There are enough uses of java.util.concurrent that serious bugs like this
should have been reported elsewhere... still a deep mystery.
The presence of a security manager while running an applet shouldn't matter,
should it?
Posted Date : 2007-11-10 00:02:00.0
I followed the path of investigation proposed by Ken,
and it indeed proved fruitful.
Here's what's going on:
AWT tries to shutdown an applet thread group,
eventually calling Thread.stop and causing ThreadDeath to be thrown
in each blocked applet thread, with this stack trace:
java.lang.ThreadDeath
at java.lang.Thread.stop(Thread.java:770)
at java.lang.ThreadGroup.stopOrSuspend(ThreadGroup.java:687)
at java.lang.ThreadGroup.stop(ThreadGroup.java:601)
at sun.awt.AppContext.dispose(AppContext.java:456)
at sun.applet.AppletClassLoader.release(AppletClassLoader.java:756)

Collected data:
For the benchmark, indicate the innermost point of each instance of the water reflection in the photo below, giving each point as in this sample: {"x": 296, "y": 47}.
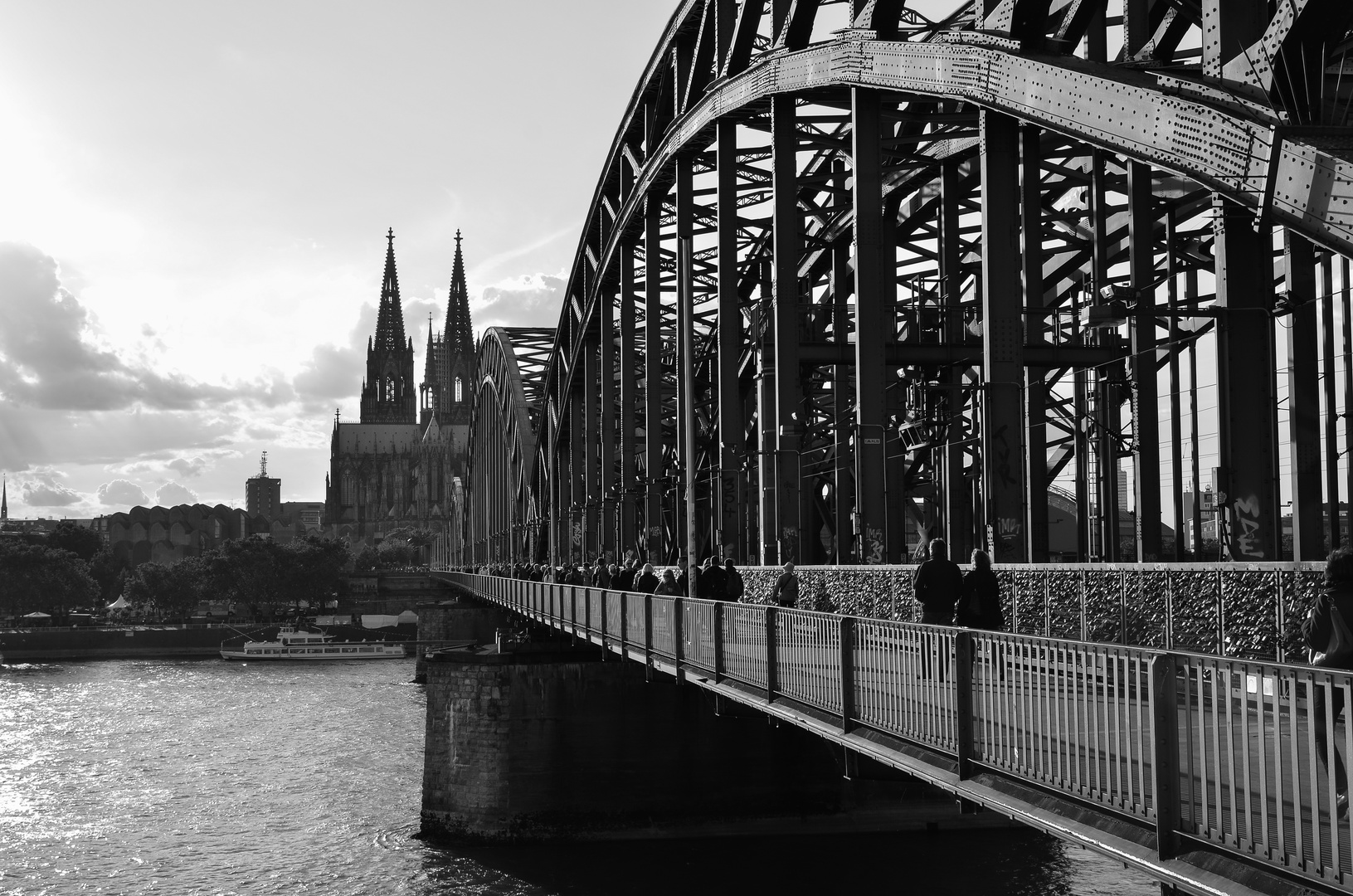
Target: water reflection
{"x": 212, "y": 777}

Required work: Copy the applet bug text again, starting at "There are enough" and ending at "indeed proved fruitful.", and replace "fruitful" with "productive".

Exercise solution:
There are enough uses of java.util.concurrent that serious bugs like this
should have been reported elsewhere... still a deep mystery.
The presence of a security manager while running an applet shouldn't matter,
should it?
Posted Date : 2007-11-10 00:02:00.0
I followed the path of investigation proposed by Ken,
and it indeed proved productive.